__Exercise instructions__
Produce a verbatim transcript of the entries below, excluding pictures.
•••
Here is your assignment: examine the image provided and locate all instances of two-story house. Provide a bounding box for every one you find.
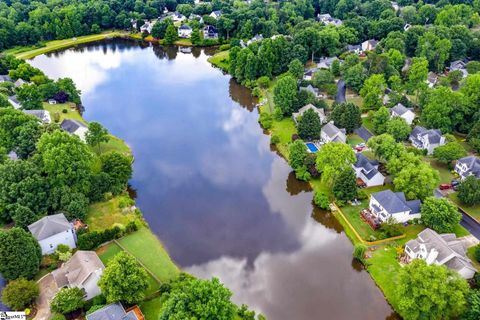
[409,126,445,155]
[352,153,385,187]
[28,213,77,255]
[390,103,416,125]
[178,25,192,38]
[369,190,421,223]
[292,104,326,125]
[455,156,480,180]
[405,228,476,279]
[320,122,346,144]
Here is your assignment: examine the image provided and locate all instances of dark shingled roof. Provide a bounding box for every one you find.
[371,190,420,215]
[60,119,86,133]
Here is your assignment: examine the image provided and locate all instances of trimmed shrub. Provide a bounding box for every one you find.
[270,134,280,144]
[353,244,367,263]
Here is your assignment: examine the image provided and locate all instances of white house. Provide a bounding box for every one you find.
[140,21,153,34]
[352,153,385,187]
[409,126,445,155]
[203,25,218,39]
[209,10,222,19]
[292,104,326,125]
[449,60,468,78]
[317,13,343,26]
[303,69,315,81]
[347,44,362,54]
[7,95,21,109]
[361,39,378,52]
[22,109,52,124]
[178,25,192,38]
[247,34,263,46]
[52,251,105,300]
[455,156,480,180]
[320,121,347,144]
[28,213,77,255]
[14,78,28,88]
[390,103,415,125]
[60,119,89,142]
[405,228,476,279]
[172,12,186,22]
[369,190,421,223]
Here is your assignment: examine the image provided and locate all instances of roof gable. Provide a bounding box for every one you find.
[28,213,71,241]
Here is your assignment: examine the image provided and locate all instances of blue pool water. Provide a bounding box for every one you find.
[306,142,319,153]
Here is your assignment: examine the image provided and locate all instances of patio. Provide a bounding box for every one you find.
[361,209,381,230]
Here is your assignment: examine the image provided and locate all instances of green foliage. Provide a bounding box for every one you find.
[421,197,461,233]
[313,191,330,210]
[50,287,85,314]
[420,86,464,134]
[159,277,236,320]
[393,161,439,200]
[98,252,149,304]
[343,63,366,93]
[464,289,480,320]
[360,74,386,110]
[458,176,480,206]
[312,69,334,90]
[164,24,178,45]
[371,106,390,134]
[50,314,66,320]
[288,140,311,181]
[77,226,125,250]
[256,76,270,88]
[16,84,42,110]
[397,260,469,320]
[407,57,428,97]
[86,122,109,150]
[259,112,273,129]
[353,244,367,262]
[367,134,405,161]
[330,102,362,133]
[100,152,132,195]
[432,142,467,165]
[316,143,356,185]
[270,134,280,144]
[2,278,39,311]
[56,244,72,262]
[273,75,298,116]
[332,169,357,202]
[297,109,321,140]
[288,59,304,79]
[152,19,173,39]
[0,227,41,280]
[474,245,480,263]
[386,117,411,141]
•••
__Solution to the problem__
Here is your assignment: examine the image provided and locate all instances of two-story house. Provide a bounding box for every one you find.
[409,126,445,155]
[352,153,385,187]
[28,213,77,255]
[390,103,416,125]
[178,25,192,38]
[369,190,421,223]
[292,104,326,125]
[455,156,480,180]
[405,228,476,279]
[320,122,346,144]
Here is your assignment: examine the image provided and locate all instances of dark shingled roof. Provide a bounding box for every one you find.
[371,190,420,215]
[60,119,86,133]
Here is your assignment: examine the image provided and locate all instances of trimmed shrub. Provide a bounding box for every one you find.
[270,134,280,144]
[353,244,367,263]
Here is your assignment: examine the image provided and locate all instances of white house. Provide a bounding box for every one you find.
[140,21,153,34]
[352,153,385,187]
[409,126,445,155]
[203,25,218,39]
[209,10,222,19]
[292,104,326,125]
[449,60,468,78]
[317,13,343,26]
[303,69,315,81]
[347,44,362,54]
[7,95,21,109]
[361,39,378,52]
[22,109,52,124]
[178,25,192,38]
[247,34,263,46]
[52,251,105,300]
[455,156,480,180]
[320,121,347,144]
[28,213,77,255]
[14,78,28,88]
[390,103,415,125]
[60,119,89,142]
[405,228,476,279]
[172,12,186,22]
[369,190,421,223]
Here is your assignment: examine the image provided and locate all instances of roof gable. Provide a bounding box for every one you find.
[28,213,71,241]
Here is your assignment: examine the image provided and locate all instances of blue pool water. Provide a bounding box for every one you find.
[306,142,319,153]
Here is your assignment: examine the image provided and locate all instances of patio. Provide a bounding box for every one you find.
[361,209,381,230]
Here is your assignment: examine the image provided and locate all instances of green foliage. Provide a bounding box for every one you find.
[421,197,461,233]
[313,191,330,210]
[50,287,85,314]
[420,86,464,134]
[159,277,236,320]
[393,161,439,200]
[98,252,149,304]
[343,63,366,93]
[464,289,480,320]
[360,74,386,110]
[458,176,480,206]
[312,69,334,90]
[164,24,178,45]
[371,106,390,134]
[50,314,66,320]
[288,140,311,181]
[77,226,125,250]
[256,76,270,88]
[16,84,42,110]
[397,260,469,320]
[407,57,428,97]
[86,122,109,150]
[259,112,273,129]
[353,244,367,262]
[367,134,405,161]
[330,102,362,133]
[100,152,132,195]
[432,142,467,165]
[316,143,356,185]
[270,134,280,144]
[2,278,39,311]
[56,244,72,262]
[273,75,298,116]
[332,169,357,202]
[297,109,321,140]
[288,59,304,79]
[152,19,173,39]
[0,227,41,280]
[474,245,480,263]
[386,117,411,141]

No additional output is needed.